WHAT IS EXPECTED
Repeat only the lines below from the one containing "Target: the man's left hand" through the one containing "of the man in", inclusive, exactly as written.

DATA
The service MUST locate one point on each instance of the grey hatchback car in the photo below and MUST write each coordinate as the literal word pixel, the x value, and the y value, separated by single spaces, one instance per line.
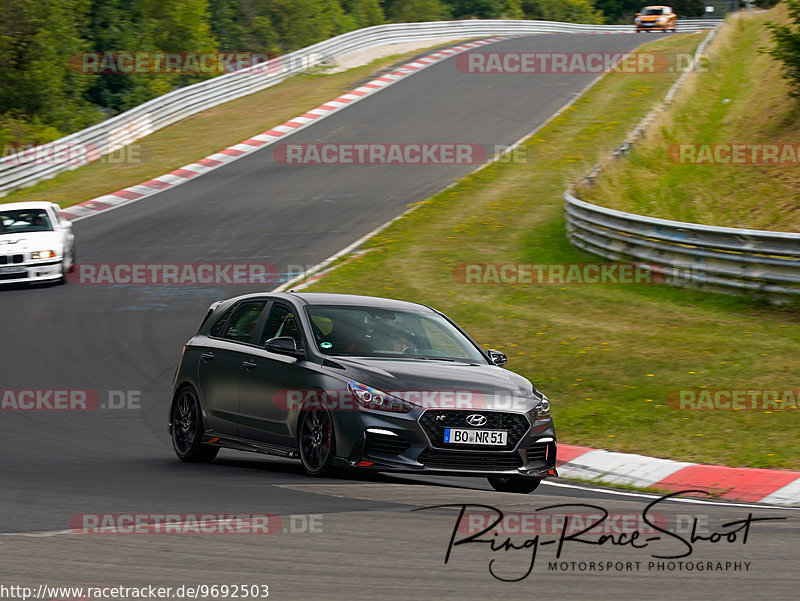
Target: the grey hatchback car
pixel 357 382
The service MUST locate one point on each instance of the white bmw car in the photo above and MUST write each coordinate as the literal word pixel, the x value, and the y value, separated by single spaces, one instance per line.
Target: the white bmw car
pixel 36 244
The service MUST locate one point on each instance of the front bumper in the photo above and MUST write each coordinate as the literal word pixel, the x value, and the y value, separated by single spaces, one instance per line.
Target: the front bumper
pixel 39 271
pixel 399 443
pixel 652 26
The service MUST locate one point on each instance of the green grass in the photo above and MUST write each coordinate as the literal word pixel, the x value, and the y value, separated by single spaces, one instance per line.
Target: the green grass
pixel 203 134
pixel 607 356
pixel 740 99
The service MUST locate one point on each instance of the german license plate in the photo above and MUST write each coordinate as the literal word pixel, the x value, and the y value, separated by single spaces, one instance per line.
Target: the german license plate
pixel 464 436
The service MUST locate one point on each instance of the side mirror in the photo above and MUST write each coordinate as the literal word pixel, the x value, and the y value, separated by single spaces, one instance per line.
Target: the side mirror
pixel 496 357
pixel 284 345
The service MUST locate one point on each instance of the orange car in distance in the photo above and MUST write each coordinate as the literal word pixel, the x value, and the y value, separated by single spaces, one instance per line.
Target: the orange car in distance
pixel 655 18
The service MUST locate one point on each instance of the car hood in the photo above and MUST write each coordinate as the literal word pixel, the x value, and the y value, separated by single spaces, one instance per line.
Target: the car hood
pixel 443 384
pixel 30 241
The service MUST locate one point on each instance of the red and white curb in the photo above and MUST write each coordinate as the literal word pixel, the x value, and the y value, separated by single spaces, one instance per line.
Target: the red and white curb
pixel 776 487
pixel 174 178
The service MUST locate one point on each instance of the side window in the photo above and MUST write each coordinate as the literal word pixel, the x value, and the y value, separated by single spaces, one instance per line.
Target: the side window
pixel 281 321
pixel 243 321
pixel 216 330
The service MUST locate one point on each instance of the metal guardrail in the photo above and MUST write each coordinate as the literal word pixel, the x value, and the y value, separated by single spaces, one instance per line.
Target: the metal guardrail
pixel 717 258
pixel 112 134
pixel 725 259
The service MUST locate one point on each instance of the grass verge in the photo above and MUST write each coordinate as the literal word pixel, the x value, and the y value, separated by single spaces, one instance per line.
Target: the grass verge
pixel 205 133
pixel 606 355
pixel 741 99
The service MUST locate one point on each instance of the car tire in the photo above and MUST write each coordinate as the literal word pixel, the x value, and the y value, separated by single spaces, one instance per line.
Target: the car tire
pixel 316 439
pixel 187 429
pixel 517 484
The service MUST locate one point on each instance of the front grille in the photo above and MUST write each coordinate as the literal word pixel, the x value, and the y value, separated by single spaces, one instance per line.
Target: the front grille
pixel 11 259
pixel 434 421
pixel 382 444
pixel 538 452
pixel 13 276
pixel 466 460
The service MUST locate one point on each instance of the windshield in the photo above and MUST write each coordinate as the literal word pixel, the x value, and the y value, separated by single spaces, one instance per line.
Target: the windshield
pixel 24 220
pixel 374 332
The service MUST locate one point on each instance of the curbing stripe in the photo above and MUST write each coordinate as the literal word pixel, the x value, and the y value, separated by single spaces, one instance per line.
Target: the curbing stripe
pixel 742 484
pixel 620 468
pixel 788 495
pixel 775 487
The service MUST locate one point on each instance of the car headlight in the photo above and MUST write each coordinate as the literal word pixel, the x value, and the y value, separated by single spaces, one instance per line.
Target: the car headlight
pixel 371 398
pixel 542 409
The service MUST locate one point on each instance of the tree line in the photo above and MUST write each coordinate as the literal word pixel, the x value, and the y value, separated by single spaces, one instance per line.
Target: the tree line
pixel 43 96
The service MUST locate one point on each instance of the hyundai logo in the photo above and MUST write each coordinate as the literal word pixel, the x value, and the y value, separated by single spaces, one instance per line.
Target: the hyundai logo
pixel 476 419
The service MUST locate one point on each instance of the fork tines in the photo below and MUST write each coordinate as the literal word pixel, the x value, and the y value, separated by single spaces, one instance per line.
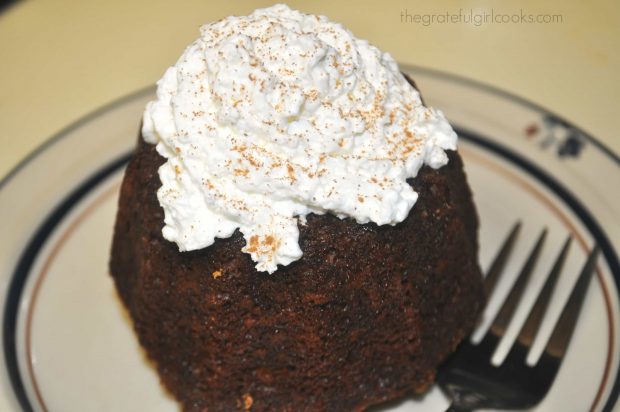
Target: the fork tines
pixel 469 377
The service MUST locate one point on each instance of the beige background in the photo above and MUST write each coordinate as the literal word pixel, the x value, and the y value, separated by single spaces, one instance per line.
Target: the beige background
pixel 60 60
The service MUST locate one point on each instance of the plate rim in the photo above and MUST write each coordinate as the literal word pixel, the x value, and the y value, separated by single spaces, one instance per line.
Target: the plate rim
pixel 612 397
pixel 404 67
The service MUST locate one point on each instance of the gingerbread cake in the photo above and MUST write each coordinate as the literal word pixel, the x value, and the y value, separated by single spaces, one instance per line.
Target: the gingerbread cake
pixel 348 312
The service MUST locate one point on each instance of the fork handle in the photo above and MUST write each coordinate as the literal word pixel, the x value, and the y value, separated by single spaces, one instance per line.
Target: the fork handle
pixel 455 408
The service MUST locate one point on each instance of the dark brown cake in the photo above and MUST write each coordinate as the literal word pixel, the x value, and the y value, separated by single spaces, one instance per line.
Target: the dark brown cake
pixel 365 316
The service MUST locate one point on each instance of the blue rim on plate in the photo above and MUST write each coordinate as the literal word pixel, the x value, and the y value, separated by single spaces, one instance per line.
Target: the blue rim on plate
pixel 44 230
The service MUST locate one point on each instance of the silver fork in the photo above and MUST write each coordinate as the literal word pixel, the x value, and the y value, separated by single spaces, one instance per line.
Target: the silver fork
pixel 473 382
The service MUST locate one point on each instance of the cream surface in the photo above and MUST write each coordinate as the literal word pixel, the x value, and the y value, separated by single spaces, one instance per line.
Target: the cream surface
pixel 269 117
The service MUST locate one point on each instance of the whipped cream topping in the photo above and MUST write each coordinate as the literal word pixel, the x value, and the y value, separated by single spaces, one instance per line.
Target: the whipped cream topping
pixel 269 117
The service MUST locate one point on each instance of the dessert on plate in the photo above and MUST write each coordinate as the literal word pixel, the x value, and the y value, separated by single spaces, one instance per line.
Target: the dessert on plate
pixel 295 230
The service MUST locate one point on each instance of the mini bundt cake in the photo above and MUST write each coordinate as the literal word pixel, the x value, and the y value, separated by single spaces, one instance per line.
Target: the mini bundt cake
pixel 367 292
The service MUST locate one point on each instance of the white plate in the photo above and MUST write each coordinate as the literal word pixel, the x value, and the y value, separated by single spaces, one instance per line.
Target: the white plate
pixel 68 345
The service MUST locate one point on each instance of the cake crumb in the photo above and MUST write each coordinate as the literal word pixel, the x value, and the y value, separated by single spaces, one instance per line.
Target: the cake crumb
pixel 247 401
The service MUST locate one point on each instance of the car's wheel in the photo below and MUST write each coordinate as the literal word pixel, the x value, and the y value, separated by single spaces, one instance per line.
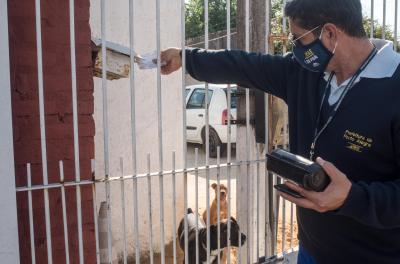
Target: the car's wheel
pixel 215 141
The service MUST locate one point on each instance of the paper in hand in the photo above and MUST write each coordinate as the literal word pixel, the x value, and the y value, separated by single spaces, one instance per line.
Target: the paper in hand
pixel 148 61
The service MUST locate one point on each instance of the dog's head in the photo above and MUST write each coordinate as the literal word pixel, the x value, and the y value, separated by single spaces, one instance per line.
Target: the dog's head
pixel 223 191
pixel 234 234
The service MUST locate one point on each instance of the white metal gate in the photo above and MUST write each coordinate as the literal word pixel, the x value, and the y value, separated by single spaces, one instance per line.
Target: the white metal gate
pixel 261 225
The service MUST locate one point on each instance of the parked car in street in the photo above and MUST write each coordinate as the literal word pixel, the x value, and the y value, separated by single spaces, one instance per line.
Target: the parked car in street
pixel 218 115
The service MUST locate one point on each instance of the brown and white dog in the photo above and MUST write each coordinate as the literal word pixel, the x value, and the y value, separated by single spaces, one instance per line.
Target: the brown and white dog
pixel 223 213
pixel 199 248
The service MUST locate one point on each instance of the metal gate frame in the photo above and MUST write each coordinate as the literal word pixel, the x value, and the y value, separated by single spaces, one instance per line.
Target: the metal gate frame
pixel 9 252
pixel 8 223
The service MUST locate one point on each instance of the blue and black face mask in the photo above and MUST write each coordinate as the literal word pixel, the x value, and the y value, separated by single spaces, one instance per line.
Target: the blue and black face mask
pixel 315 56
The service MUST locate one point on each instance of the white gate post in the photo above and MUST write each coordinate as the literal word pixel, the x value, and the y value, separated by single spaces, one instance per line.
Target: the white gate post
pixel 9 248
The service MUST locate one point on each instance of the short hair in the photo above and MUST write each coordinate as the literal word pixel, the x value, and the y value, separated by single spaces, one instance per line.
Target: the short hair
pixel 345 14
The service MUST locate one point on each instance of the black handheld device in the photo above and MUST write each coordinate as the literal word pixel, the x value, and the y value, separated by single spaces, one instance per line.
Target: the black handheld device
pixel 309 175
pixel 283 188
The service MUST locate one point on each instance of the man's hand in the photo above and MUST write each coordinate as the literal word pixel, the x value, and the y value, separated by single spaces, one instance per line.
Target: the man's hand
pixel 173 60
pixel 331 199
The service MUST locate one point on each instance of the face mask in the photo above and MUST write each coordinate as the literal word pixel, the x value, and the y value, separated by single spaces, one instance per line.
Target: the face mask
pixel 315 56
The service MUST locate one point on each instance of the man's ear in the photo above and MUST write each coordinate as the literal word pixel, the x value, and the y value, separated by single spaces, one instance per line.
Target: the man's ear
pixel 331 31
pixel 233 219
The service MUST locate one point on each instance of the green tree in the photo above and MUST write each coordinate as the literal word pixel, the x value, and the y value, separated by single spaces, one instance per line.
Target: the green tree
pixel 217 16
pixel 217 20
pixel 378 29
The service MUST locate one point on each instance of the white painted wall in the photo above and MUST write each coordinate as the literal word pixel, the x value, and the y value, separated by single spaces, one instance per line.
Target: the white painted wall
pixel 9 249
pixel 146 116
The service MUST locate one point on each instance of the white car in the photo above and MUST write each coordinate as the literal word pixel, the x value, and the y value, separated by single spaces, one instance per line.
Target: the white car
pixel 218 115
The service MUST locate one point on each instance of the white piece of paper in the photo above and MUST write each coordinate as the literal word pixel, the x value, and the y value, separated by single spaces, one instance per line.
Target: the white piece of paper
pixel 148 61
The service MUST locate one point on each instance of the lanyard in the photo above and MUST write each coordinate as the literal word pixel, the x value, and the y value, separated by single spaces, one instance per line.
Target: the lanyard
pixel 317 132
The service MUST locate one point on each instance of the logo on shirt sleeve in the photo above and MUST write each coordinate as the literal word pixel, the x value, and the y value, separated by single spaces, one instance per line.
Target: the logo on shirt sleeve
pixel 357 142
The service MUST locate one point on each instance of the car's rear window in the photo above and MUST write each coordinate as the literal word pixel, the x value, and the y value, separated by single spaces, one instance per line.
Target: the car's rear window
pixel 233 97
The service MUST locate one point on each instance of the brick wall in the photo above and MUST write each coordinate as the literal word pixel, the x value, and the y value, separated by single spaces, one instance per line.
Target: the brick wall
pixel 58 116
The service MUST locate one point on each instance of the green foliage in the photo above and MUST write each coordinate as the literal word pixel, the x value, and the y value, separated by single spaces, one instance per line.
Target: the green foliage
pixel 217 20
pixel 378 29
pixel 217 16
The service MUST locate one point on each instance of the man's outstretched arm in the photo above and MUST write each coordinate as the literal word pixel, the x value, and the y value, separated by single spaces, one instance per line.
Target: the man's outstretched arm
pixel 253 70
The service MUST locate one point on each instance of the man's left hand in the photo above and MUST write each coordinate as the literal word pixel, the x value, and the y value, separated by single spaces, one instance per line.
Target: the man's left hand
pixel 331 199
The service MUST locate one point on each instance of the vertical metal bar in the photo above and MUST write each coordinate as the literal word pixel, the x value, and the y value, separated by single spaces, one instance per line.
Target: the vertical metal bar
pixel 160 140
pixel 174 206
pixel 121 164
pixel 396 12
pixel 384 20
pixel 196 174
pixel 64 209
pixel 133 130
pixel 207 132
pixel 258 204
pixel 9 221
pixel 286 134
pixel 372 18
pixel 229 134
pixel 291 225
pixel 96 226
pixel 277 180
pixel 248 173
pixel 31 226
pixel 218 202
pixel 75 125
pixel 283 224
pixel 43 128
pixel 105 125
pixel 266 106
pixel 149 212
pixel 184 143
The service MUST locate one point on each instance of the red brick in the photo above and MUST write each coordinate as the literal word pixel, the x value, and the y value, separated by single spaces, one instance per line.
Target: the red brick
pixel 59 126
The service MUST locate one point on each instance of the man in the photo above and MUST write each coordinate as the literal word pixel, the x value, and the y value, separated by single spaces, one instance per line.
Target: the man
pixel 343 94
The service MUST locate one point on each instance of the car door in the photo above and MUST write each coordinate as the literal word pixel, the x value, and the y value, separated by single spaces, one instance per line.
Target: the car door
pixel 195 114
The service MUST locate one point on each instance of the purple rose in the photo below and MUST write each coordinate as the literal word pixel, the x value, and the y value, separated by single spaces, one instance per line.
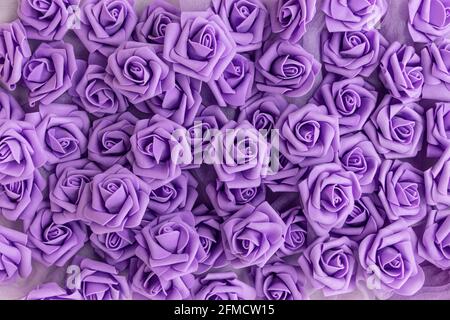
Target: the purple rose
pixel 20 199
pixel 438 129
pixel 15 256
pixel 428 20
pixel 252 235
pixel 153 22
pixel 366 218
pixel 352 53
pixel 308 135
pixel 234 86
pixel 389 259
pixel 48 20
pixel 222 286
pixel 227 200
pixel 358 155
pixel 436 70
pixel 66 185
pixel 396 129
pixel 288 18
pixel 353 15
pixel 113 201
pixel 286 68
pixel 179 104
pixel 109 139
pixel 14 53
pixel 145 284
pixel 200 46
pixel 328 197
pixel 52 243
pixel 170 245
pixel 279 281
pixel 63 130
pixel 21 151
pixel 49 72
pixel 136 71
pixel 402 191
pixel 246 20
pixel 401 72
pixel 331 265
pixel 351 100
pixel 433 245
pixel 100 281
pixel 105 24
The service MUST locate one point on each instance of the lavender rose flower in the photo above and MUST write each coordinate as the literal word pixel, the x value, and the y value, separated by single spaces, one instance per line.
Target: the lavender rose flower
pixel 14 53
pixel 246 20
pixel 308 135
pixel 289 18
pixel 353 15
pixel 113 201
pixel 20 199
pixel 331 265
pixel 401 72
pixel 222 286
pixel 109 139
pixel 235 85
pixel 396 128
pixel 438 129
pixel 15 256
pixel 21 151
pixel 52 243
pixel 351 100
pixel 47 20
pixel 352 53
pixel 436 70
pixel 105 24
pixel 428 20
pixel 170 245
pixel 66 185
pixel 390 255
pixel 286 68
pixel 328 197
pixel 136 71
pixel 402 191
pixel 200 46
pixel 49 72
pixel 279 281
pixel 63 130
pixel 358 155
pixel 252 235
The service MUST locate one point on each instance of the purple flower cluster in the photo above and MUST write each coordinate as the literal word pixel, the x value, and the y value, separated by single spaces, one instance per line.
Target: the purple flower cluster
pixel 171 152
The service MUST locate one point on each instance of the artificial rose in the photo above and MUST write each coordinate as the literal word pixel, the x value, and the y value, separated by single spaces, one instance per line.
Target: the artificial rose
pixel 235 84
pixel 328 197
pixel 401 72
pixel 109 139
pixel 14 53
pixel 396 129
pixel 170 245
pixel 308 135
pixel 49 72
pixel 352 53
pixel 428 20
pixel 200 46
pixel 358 155
pixel 105 24
pixel 353 15
pixel 286 68
pixel 402 191
pixel 331 265
pixel 252 235
pixel 114 200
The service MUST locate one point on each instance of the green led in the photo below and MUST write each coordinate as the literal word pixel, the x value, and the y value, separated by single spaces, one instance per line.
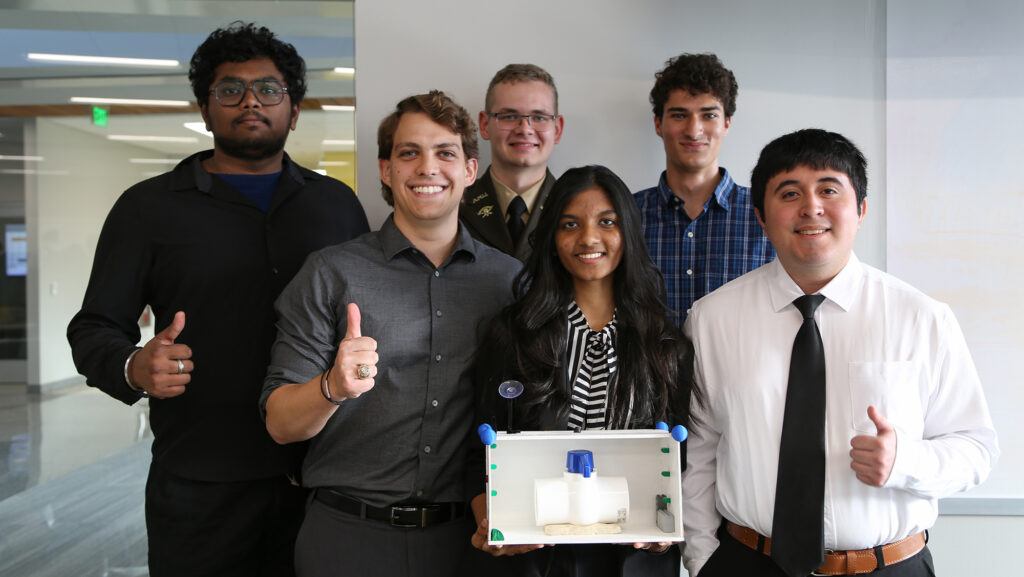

COMPLETED TASK
Target: the man's left hand
pixel 331 199
The service MUST locate one point on each instance of the vertical metal bar in the photo above and MUST write each coordinate as the literal word pixel, the x value, and the y value, separated by single spaces, one instance per line.
Target: the vertical metal bar
pixel 160 140
pixel 174 206
pixel 121 164
pixel 396 12
pixel 384 20
pixel 196 174
pixel 64 209
pixel 133 130
pixel 207 132
pixel 258 204
pixel 9 221
pixel 286 134
pixel 372 18
pixel 229 134
pixel 291 225
pixel 96 226
pixel 277 180
pixel 248 173
pixel 31 226
pixel 218 202
pixel 75 125
pixel 283 224
pixel 43 128
pixel 105 125
pixel 266 106
pixel 149 212
pixel 184 143
The service MUST locate one point on each instance of the red brick in the photo above and MUST write each coordinate as the literal word pixel, the x value, and the y value, separated by single spaces, one instance per line.
Target: the red brick
pixel 59 126
The service MUST locate one point on each instance of the man in the photo above and MUST write each coordinate as the literal word pixel, the x value, and the y value, separated by single spaces, one instance per line.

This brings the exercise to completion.